* [Task requirements] Stop at the line containing "Target: curb": repeat exactly every line of the entries below from the first up to it, plus that line, with pictures omitted.
--- START ---
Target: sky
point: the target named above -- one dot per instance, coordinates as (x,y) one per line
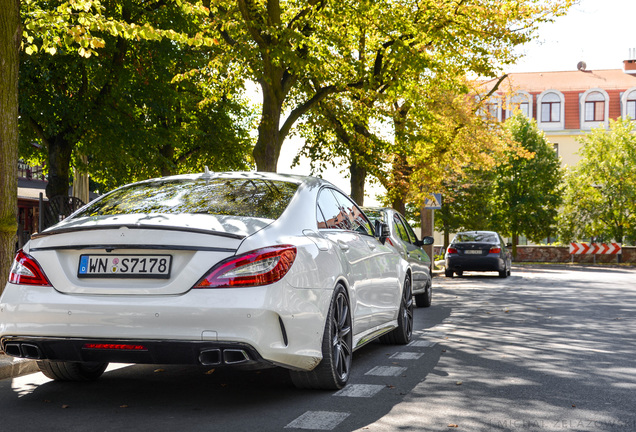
(598,32)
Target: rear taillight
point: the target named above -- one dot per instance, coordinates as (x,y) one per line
(27,271)
(259,267)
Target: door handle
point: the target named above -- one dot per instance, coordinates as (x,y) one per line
(342,245)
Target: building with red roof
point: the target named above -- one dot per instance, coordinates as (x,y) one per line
(568,104)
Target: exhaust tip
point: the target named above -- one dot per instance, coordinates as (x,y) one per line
(210,357)
(31,351)
(235,356)
(12,349)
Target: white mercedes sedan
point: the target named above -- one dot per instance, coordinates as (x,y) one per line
(241,268)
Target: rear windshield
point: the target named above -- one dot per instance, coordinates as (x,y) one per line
(476,237)
(374,215)
(236,197)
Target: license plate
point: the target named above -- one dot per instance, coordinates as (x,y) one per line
(125,266)
(472,252)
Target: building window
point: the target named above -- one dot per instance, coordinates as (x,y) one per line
(519,102)
(551,108)
(595,107)
(631,106)
(491,109)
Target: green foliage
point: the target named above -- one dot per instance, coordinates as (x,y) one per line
(468,203)
(527,189)
(142,108)
(600,194)
(410,63)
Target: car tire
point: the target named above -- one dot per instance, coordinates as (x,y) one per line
(332,373)
(504,273)
(402,334)
(425,300)
(71,371)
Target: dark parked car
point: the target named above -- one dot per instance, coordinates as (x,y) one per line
(478,251)
(403,238)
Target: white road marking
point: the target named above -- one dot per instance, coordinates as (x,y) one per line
(318,420)
(420,343)
(386,371)
(406,356)
(360,390)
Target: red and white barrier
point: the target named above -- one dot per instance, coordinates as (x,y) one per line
(595,248)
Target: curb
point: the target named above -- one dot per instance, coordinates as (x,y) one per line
(11,367)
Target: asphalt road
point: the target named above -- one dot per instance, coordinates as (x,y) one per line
(548,349)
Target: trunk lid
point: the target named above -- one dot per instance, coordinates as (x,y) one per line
(137,254)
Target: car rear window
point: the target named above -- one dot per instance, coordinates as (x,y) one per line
(237,197)
(476,237)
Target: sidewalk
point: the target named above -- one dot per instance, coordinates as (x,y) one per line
(11,367)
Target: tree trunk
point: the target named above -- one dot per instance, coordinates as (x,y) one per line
(10,37)
(267,149)
(60,150)
(427,219)
(358,177)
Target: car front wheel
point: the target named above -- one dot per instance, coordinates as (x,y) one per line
(71,371)
(332,373)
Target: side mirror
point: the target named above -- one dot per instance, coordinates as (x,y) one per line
(427,241)
(381,231)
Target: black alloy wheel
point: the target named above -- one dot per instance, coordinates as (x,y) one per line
(332,373)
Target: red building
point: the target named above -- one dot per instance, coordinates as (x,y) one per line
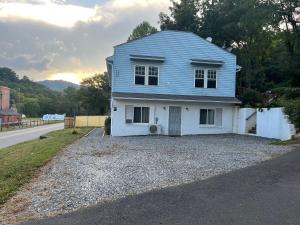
(7,114)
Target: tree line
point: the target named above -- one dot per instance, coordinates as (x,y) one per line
(34,99)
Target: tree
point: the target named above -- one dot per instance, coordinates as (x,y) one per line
(184,16)
(94,94)
(142,30)
(31,107)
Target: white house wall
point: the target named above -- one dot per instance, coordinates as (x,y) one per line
(189,115)
(273,123)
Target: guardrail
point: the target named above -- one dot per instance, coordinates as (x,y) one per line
(24,124)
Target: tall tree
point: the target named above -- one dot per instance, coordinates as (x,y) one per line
(184,16)
(142,30)
(95,94)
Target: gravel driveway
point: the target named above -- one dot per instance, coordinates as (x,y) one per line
(96,169)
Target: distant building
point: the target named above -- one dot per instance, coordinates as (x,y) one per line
(7,114)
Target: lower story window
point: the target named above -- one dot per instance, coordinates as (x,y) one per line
(207,116)
(141,114)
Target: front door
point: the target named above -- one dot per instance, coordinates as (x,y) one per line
(174,121)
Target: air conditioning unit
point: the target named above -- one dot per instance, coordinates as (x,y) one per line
(154,129)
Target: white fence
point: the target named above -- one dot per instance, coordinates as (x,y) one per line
(269,123)
(53,117)
(273,123)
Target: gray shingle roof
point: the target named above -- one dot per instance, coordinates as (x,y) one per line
(188,98)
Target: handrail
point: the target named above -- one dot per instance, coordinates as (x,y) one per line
(251,115)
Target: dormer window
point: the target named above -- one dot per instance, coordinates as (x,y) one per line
(211,78)
(140,73)
(205,78)
(146,75)
(199,78)
(153,75)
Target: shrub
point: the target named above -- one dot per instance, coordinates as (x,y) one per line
(292,109)
(75,132)
(252,98)
(288,93)
(107,126)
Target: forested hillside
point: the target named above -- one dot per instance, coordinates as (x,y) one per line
(34,99)
(58,85)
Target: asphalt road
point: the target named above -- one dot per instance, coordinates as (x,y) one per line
(268,193)
(10,138)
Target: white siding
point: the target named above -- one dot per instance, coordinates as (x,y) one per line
(190,118)
(176,73)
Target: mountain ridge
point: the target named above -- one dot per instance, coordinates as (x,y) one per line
(58,85)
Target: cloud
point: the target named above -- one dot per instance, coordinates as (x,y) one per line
(59,13)
(40,48)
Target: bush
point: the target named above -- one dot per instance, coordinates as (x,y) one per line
(288,93)
(75,132)
(292,109)
(107,126)
(252,98)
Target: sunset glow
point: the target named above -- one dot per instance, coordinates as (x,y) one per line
(71,77)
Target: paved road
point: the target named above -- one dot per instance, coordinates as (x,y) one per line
(261,195)
(10,138)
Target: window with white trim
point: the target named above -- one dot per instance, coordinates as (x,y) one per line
(211,78)
(140,74)
(207,116)
(152,75)
(205,78)
(146,75)
(211,117)
(135,114)
(199,78)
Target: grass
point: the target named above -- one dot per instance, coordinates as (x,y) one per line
(19,163)
(288,142)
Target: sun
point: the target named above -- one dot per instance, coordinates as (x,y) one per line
(71,77)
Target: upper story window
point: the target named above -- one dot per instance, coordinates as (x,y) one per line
(205,78)
(211,78)
(140,73)
(146,75)
(199,78)
(152,75)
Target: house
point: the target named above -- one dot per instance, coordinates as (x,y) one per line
(172,83)
(8,115)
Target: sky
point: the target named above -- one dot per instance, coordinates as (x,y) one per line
(68,39)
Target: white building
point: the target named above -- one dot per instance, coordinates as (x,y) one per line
(172,83)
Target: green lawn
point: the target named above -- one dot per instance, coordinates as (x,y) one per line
(19,163)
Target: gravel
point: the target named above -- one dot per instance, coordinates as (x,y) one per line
(96,169)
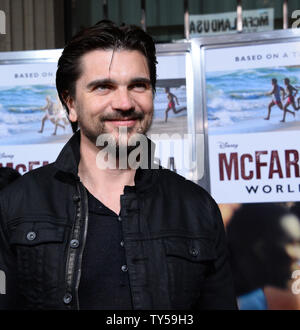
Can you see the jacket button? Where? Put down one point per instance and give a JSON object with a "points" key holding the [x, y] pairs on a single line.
{"points": [[76, 198], [124, 268], [74, 243], [31, 236], [67, 298], [194, 252]]}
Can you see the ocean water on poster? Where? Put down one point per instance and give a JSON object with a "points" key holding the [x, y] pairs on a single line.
{"points": [[21, 115], [237, 100]]}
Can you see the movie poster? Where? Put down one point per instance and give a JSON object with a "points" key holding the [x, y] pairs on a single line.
{"points": [[253, 115], [253, 120], [34, 126]]}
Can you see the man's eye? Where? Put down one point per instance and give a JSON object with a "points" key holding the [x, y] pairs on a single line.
{"points": [[139, 86], [103, 88]]}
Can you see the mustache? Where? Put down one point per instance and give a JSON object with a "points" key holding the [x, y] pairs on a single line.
{"points": [[121, 115]]}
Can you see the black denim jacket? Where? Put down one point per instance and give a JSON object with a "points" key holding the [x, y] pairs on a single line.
{"points": [[174, 239]]}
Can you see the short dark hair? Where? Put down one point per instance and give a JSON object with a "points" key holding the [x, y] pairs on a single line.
{"points": [[103, 35]]}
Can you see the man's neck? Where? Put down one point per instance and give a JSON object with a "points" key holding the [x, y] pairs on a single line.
{"points": [[105, 184]]}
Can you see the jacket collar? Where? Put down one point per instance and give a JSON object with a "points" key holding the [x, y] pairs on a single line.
{"points": [[68, 160]]}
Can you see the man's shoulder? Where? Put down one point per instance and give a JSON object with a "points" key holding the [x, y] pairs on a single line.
{"points": [[29, 181]]}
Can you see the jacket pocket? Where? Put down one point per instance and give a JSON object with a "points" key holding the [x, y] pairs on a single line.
{"points": [[39, 248], [190, 249], [190, 261]]}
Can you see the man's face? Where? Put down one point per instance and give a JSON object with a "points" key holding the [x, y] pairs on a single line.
{"points": [[113, 92]]}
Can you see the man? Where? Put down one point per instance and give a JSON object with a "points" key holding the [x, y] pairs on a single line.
{"points": [[171, 103], [291, 92], [77, 236], [52, 114], [276, 92]]}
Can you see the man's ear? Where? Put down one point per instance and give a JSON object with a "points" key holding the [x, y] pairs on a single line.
{"points": [[70, 103]]}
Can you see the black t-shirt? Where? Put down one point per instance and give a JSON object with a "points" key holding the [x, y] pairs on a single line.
{"points": [[104, 282]]}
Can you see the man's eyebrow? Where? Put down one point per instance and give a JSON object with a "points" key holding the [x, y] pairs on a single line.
{"points": [[107, 81], [98, 82], [140, 80]]}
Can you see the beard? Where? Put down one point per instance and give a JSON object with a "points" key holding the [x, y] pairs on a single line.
{"points": [[93, 129]]}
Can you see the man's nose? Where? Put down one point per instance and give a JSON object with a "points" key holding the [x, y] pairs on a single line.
{"points": [[122, 100]]}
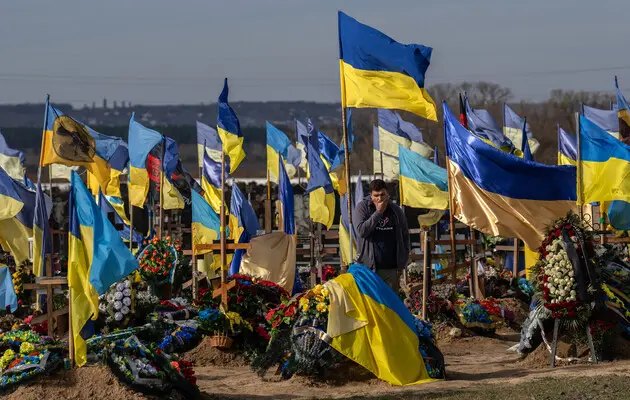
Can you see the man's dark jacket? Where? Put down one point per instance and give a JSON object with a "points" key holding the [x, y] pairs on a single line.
{"points": [[365, 219]]}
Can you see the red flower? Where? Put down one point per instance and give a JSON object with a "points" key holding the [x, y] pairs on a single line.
{"points": [[262, 332], [290, 311]]}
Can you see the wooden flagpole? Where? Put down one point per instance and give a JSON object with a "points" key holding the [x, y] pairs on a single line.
{"points": [[162, 185], [222, 229], [346, 154], [579, 168]]}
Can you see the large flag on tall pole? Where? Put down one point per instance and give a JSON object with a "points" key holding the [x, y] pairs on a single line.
{"points": [[141, 141], [229, 130], [97, 258], [12, 161], [502, 195], [378, 72]]}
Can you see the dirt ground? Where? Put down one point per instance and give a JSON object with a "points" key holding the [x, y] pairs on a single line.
{"points": [[477, 368]]}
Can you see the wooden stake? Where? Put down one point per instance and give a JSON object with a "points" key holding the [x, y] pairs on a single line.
{"points": [[222, 228], [426, 275], [346, 155], [579, 168], [268, 223], [515, 263]]}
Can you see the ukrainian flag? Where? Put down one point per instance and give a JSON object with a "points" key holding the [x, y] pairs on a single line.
{"points": [[369, 324], [320, 188], [243, 224], [279, 144], [72, 143], [108, 206], [17, 212], [141, 141], [12, 161], [423, 184], [208, 139], [229, 130], [97, 258], [623, 112], [481, 123], [605, 119], [378, 72], [502, 195], [206, 224], [301, 134], [42, 241], [383, 163], [605, 165], [567, 148], [285, 195], [513, 129], [172, 199], [211, 182]]}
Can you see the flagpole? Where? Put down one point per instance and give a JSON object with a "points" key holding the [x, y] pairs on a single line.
{"points": [[579, 167], [451, 217], [222, 228], [268, 225], [346, 155], [162, 185], [41, 151]]}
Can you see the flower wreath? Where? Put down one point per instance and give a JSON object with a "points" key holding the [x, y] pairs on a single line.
{"points": [[555, 272]]}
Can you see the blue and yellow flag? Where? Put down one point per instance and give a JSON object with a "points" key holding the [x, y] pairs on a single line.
{"points": [[12, 161], [243, 224], [320, 188], [393, 131], [301, 137], [481, 123], [229, 130], [358, 190], [378, 72], [208, 139], [17, 213], [72, 143], [567, 148], [206, 224], [141, 141], [8, 298], [370, 325], [97, 258], [211, 182], [605, 119], [285, 195], [279, 144], [502, 195], [423, 184], [513, 130], [605, 165], [42, 240], [623, 113], [105, 204]]}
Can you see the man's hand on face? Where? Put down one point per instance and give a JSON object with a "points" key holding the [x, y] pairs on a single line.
{"points": [[380, 200]]}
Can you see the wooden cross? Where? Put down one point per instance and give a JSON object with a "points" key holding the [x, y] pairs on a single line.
{"points": [[222, 291]]}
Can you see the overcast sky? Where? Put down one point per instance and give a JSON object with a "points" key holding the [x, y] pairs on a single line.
{"points": [[178, 51]]}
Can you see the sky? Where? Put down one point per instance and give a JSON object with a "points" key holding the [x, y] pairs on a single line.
{"points": [[178, 52]]}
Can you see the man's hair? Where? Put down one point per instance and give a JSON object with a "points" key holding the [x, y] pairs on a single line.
{"points": [[377, 185]]}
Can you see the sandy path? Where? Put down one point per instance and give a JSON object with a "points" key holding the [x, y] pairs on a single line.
{"points": [[469, 362]]}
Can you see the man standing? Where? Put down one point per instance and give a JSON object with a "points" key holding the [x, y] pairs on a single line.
{"points": [[382, 235]]}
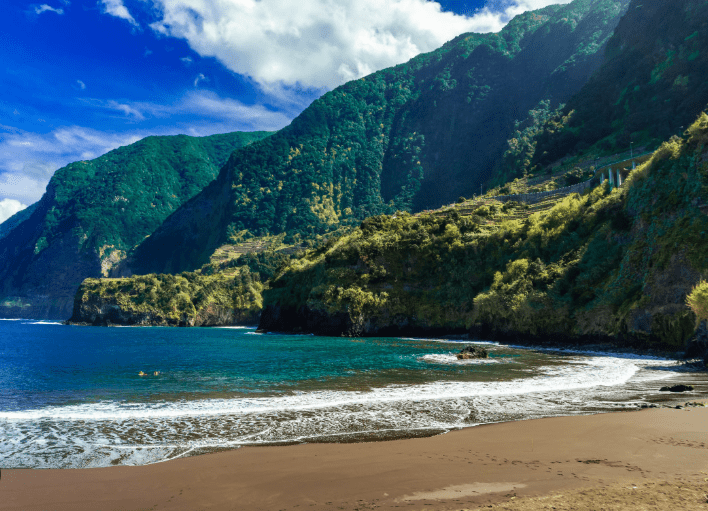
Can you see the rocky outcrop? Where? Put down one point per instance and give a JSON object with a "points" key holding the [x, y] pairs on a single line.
--- END ---
* [Expected answer]
Target: sky
point: the target named above -- one dot per instance, coordinates as (x,y) one per line
(598,32)
Target: rear taillight
point: the target named above -- one dot per instance, coordinates as (x,y) one per line
(27,271)
(259,267)
Target: door handle
point: the target named above -- one dot per instance, coordinates as (x,y) one per line
(342,245)
Target: building with red roof
point: the target named above -- one dot per instance, coordinates as (x,y) one per line
(568,104)
Target: exhaust tip
point: the target named above -- one dot per instance, coordinates as (x,y) one per line
(210,357)
(31,351)
(235,356)
(12,349)
Target: white mercedes sedan
point: the target named above -- one dot per instance, coordinates as (x,y) one per line
(241,268)
Target: rear windshield
point: the target named above -- one dot per instance, coordinates as (x,y) one per line
(476,237)
(374,215)
(236,197)
Target: license plate
point: the target named above -- one dot per instance, coordinates as (x,y) one per line
(125,266)
(472,252)
Target: building window
point: the target named above -- one dot per instance, coordinates as (x,y) one per line
(519,102)
(551,108)
(595,107)
(631,106)
(491,109)
Target: green foliage
point: the target named above -- one dot per instance, coordinates as (x,y) one per line
(468,203)
(527,189)
(142,108)
(600,194)
(410,63)
Target: car tire
point: the target named above -- one dot per instance, coordinates as (x,y) one per line
(332,373)
(504,273)
(402,334)
(425,300)
(71,371)
Target: dark parked car
point: the target named above -- one dot per instance, coordinates as (x,y) one per line
(478,251)
(403,238)
Target: white road marking
point: the target named above -- one dot per instance, coordinates as (x,y) one per line
(318,420)
(420,343)
(386,371)
(406,356)
(360,390)
Target: red and white barrier
point: the target named above -- one dot per instance, coordinates as (x,y) one per line
(595,248)
Target: curb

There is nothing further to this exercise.